• [EXERCÍCIO BREVE A]
Reproduza o trecho da crônica que começa nas palavras "Chegando ao roçado, nos" e termina após "pés, ao passar.", trocando "enxada" por "picareta".

• [TEXTO FORNECIDO]
▬▬▬▬▬▬

CRÔNICA #012 - REMINISCÊNCIAS

Uma das coisas mais gostosas que eu gosto de fazer é, sem dúvida, escarafunchar o meu baú de memórias e viajar nelas, como se as curtisse novamente.

Como bom nordestino que sou, não poderia deixar de apreciar o período chuvoso. Ao soar os primeiros trovões, os lavradores vibram em suas entranhas com exuberante alegria, à chegada do inverno. Na verdade, são as chuvas de verão, mas é assim que nós chamamos, mesmo. Logo, ao cair da primeira chuva, acordamos cedinho, a patroa já tem preparado o café que bebemos às pressas para sairmos quase em disparada, rumo ao roçado, previamente preparados, coivaras queimadas, terras aradas, tudo limpo e pronto para iniciarmos a plantação. O farnel está pronto, com carne seca assada, farinha, rapadura cortada, amendoim pilado e uma cabaça com água até o gogó. Pinga, nem pensar! O 'figueredo' agradece. Colocamos tudo num bisaco, e passamos o cabo da enxada pelas alças de corda deste e da cabaça, apoiados no ombro esquerdo, saímos todos, a caminho da roça. Saímos a passos firmes e ritmados, cantando canções de amor ou que retratam o viver do sertanejo.

Chegando ao roçado, nos distribuímos em duplas. O homem à frente, vai abrindo as covas a cada golpe de sua enxada, passo a passo, no sentido transversal do terreno. A mulher o segue, retirando as sementes de seus embornais, colocando milho e feijão alternadamente, fechando as covas com os pés, ao passar.

▬▬▬▬▬▬

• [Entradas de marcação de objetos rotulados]
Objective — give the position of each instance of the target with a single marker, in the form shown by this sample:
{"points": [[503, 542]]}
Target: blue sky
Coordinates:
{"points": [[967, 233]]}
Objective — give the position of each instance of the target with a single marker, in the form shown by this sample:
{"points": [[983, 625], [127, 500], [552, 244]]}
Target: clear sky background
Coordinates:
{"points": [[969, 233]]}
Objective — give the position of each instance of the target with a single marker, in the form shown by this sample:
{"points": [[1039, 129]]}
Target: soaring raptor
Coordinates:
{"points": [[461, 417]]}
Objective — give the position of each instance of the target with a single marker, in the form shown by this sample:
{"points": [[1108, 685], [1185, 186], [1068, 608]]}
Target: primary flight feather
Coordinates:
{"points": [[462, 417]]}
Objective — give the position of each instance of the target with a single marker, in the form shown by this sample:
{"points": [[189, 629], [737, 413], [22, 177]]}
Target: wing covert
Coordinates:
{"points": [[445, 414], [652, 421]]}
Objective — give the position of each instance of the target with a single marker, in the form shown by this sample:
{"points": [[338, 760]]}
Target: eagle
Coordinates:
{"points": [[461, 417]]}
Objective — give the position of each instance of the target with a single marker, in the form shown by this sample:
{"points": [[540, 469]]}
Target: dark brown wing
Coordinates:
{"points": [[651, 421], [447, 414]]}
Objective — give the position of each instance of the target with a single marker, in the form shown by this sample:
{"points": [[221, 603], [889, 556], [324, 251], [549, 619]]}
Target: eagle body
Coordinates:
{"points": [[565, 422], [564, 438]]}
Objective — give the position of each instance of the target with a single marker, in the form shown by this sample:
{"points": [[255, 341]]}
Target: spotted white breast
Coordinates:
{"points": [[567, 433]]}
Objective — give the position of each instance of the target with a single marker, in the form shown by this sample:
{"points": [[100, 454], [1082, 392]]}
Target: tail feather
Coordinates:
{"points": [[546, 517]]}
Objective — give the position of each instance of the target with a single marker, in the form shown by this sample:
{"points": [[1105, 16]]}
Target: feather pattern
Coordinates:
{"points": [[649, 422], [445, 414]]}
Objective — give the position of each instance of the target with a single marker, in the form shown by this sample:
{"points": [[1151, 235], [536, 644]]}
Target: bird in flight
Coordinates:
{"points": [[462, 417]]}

▬▬▬▬▬▬

• [EXERCÍCIO BREVE B]
Identifique as linhas que contêm a palavra "flight" e copie cada uma delas.

• [RESPOSTA CORRETA A]
Chegando ao roçado, nos distribuímos em duplas. O homem à frente, vai abrindo as covas a cada golpe de sua picareta, passo a passo, no sentido transversal do terreno. A mulher o segue, retirando as sementes de seus embornais, colocando milho e feijão alternadamente, fechando as covas com os pés, ao passar.

• [RESPOSTA CORRETA B]
Target: primary flight feather
Target: bird in flight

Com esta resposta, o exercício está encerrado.